> [Information supplied]:
___

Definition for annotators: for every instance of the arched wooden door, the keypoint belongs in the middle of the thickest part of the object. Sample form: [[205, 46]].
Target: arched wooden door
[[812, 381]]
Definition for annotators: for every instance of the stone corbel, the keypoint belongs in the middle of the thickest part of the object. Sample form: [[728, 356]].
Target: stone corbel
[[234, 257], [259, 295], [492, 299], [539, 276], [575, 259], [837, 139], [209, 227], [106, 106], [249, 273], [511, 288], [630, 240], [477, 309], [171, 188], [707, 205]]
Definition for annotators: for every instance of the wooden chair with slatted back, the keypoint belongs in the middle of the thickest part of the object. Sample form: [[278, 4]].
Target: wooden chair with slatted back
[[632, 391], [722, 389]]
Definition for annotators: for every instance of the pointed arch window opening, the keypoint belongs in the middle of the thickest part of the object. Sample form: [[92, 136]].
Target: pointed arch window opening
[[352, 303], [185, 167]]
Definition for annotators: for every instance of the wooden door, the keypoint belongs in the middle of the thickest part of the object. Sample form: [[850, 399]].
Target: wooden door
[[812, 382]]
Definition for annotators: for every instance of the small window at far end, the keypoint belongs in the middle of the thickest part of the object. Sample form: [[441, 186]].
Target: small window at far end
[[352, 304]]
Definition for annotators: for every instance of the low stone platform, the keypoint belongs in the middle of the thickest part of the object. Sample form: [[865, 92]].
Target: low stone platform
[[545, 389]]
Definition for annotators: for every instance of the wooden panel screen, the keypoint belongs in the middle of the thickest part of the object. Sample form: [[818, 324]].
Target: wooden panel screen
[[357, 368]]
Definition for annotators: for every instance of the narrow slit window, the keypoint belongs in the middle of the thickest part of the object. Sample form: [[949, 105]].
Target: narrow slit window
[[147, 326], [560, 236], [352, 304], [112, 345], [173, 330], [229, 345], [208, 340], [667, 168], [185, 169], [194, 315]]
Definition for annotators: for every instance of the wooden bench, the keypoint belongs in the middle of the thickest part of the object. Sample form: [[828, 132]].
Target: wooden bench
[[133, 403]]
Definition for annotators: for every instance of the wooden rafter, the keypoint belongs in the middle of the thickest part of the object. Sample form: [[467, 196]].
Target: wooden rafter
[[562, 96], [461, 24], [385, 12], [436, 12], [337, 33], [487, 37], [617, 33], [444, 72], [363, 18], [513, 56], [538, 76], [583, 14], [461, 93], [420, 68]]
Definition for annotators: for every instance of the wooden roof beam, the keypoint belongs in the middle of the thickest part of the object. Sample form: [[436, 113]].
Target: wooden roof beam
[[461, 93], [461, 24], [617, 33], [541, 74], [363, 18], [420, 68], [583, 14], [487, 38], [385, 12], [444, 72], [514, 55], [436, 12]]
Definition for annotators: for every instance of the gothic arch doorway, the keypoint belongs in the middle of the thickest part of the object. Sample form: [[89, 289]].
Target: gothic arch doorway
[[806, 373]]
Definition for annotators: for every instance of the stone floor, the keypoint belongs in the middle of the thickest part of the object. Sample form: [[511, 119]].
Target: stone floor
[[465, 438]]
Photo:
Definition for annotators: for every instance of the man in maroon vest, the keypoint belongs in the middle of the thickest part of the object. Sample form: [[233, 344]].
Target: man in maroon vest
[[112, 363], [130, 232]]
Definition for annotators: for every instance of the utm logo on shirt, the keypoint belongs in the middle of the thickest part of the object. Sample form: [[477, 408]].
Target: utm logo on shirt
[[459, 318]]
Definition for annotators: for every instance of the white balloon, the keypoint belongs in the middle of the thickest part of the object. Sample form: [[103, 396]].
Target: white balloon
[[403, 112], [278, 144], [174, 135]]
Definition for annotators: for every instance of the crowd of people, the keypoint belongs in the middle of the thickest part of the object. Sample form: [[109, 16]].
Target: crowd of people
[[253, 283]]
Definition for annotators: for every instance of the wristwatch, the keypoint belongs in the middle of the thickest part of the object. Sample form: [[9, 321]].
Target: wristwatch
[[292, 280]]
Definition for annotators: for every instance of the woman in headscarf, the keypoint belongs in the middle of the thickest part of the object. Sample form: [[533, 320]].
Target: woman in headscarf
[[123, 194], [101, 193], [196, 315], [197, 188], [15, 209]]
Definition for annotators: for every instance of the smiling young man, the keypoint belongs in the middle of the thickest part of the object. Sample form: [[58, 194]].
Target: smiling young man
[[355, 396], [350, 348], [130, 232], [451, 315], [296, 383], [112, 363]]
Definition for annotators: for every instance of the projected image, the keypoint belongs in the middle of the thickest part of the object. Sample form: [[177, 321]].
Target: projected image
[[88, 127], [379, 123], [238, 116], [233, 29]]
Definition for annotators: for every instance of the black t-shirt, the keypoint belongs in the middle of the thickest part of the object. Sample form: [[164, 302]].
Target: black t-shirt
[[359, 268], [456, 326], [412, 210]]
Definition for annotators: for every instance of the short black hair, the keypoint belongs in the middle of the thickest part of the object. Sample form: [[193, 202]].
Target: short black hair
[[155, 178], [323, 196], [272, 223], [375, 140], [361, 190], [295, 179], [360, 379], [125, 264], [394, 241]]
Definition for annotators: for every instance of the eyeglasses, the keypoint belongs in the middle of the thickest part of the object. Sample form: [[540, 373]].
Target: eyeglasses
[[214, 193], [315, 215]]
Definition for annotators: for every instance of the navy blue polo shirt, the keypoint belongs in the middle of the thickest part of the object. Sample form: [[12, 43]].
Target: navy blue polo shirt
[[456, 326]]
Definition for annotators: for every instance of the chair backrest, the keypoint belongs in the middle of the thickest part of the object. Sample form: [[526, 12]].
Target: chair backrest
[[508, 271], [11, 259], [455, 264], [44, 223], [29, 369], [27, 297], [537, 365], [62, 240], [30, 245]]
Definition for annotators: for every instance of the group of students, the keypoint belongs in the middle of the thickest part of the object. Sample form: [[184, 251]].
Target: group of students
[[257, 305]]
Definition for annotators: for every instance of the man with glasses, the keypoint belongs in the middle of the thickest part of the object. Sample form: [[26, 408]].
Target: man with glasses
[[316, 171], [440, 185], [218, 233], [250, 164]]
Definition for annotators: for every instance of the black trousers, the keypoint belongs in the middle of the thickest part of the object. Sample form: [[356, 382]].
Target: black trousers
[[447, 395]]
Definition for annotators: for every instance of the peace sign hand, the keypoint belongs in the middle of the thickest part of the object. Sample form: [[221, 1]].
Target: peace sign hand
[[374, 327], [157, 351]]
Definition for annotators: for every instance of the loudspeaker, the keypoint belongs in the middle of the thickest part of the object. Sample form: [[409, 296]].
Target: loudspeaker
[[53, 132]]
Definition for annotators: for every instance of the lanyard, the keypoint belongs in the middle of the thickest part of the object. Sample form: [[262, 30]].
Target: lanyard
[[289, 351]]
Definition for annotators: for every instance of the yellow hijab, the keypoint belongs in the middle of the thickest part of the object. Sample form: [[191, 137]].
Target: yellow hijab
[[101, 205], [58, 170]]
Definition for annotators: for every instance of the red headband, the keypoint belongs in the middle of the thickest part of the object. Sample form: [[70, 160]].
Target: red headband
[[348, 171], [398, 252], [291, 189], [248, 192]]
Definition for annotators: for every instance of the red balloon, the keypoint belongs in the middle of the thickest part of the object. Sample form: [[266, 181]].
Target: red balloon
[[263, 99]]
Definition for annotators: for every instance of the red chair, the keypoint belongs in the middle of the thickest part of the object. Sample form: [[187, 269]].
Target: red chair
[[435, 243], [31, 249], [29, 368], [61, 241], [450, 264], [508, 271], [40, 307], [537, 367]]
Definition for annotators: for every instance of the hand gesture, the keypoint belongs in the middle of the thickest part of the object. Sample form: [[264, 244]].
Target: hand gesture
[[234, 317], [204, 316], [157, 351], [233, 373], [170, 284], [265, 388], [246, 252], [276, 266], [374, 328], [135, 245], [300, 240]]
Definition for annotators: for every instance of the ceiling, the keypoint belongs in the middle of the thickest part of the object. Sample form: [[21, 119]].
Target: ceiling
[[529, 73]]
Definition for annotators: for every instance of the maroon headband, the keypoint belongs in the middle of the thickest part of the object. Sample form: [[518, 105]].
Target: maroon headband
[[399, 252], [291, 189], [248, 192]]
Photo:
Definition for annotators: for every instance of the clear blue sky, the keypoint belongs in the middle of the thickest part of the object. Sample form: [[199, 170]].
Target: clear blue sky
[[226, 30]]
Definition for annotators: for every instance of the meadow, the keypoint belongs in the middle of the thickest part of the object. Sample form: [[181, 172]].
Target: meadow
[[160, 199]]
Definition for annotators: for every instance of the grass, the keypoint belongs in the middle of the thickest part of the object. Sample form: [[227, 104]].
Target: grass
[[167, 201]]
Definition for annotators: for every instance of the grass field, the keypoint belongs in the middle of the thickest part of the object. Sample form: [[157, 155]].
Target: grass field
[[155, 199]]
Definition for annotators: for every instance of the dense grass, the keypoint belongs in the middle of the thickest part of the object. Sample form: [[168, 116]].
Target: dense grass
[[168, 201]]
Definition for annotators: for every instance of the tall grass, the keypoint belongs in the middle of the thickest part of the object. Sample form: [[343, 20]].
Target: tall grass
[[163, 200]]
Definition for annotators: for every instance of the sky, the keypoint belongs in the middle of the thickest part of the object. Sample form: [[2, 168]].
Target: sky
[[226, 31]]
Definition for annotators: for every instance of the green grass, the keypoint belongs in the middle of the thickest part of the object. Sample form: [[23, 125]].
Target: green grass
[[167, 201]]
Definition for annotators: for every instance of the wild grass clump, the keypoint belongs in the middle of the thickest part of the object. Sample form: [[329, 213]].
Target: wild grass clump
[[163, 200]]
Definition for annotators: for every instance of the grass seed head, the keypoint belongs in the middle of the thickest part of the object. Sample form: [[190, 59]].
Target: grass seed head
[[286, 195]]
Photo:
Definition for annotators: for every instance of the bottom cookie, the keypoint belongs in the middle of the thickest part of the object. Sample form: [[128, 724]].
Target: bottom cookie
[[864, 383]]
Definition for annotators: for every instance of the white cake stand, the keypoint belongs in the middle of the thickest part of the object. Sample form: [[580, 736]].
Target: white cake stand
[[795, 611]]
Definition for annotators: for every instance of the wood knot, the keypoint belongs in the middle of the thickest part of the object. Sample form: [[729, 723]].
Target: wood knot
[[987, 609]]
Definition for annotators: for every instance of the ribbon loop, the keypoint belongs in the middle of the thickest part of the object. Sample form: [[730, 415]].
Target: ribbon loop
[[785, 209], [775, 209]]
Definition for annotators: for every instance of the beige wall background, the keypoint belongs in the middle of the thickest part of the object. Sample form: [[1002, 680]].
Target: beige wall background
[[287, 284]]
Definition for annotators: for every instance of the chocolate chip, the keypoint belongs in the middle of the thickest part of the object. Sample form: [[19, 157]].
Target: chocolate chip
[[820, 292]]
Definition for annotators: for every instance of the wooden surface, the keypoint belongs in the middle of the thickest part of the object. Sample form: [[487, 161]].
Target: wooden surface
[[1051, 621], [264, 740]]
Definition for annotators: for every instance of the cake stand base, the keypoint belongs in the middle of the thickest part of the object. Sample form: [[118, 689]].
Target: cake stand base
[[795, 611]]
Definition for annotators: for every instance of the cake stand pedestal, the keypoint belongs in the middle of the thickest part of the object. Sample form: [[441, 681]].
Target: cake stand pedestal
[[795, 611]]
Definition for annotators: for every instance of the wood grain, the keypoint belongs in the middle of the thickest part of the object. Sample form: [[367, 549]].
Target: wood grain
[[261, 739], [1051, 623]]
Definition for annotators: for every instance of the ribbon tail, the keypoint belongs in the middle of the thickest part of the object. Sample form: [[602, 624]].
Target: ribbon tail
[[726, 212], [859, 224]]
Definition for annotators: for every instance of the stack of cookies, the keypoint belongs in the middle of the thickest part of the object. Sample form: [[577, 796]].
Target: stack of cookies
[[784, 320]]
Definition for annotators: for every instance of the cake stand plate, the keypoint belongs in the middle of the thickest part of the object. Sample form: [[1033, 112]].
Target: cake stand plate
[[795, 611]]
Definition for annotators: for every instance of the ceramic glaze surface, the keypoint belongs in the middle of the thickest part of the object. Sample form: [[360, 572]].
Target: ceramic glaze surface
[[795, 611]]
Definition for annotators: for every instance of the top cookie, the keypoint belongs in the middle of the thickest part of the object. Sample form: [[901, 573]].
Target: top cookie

___

> [Short problem]: Please rewrite the records from the first line through the line that contains "[[812, 382]]", replacing "thickest part" with "widest part" and leaving everything else the same.

> [Solution to this problem]:
Definition for annotators: for every instance of the arched wooden door, the keypoint belongs in the middle of the widest part of the object. Sample form: [[205, 46]].
Target: arched wooden door
[[812, 381]]
Definition for annotators: for every instance of the stone corbel, the keypoint belongs in the middle of the widest part of the object. Sample form: [[728, 356]].
Target: stone corbel
[[234, 257], [259, 295], [492, 299], [539, 276], [575, 259], [837, 139], [209, 227], [106, 106], [249, 273], [511, 288], [630, 240], [477, 309], [171, 188], [707, 205]]
Definition for annotators: for every instance of the wooden chair with slatted back, the keypoint belongs in the middle of the widest part of the object. Sample form: [[278, 4]].
Target: wooden chair with slatted back
[[632, 391], [722, 389]]
Definition for annotators: for every instance of the pointed arch window opening, the keypoint belongs in the middle of the widest part of the object. Sample form: [[92, 136]].
Target: pointed arch window opening
[[352, 303], [185, 167]]
Definition for annotators: for every instance of the wooden door, the keypoint belongs in the middle of the widest part of the object. Sample form: [[850, 399]].
Target: wooden door
[[812, 382]]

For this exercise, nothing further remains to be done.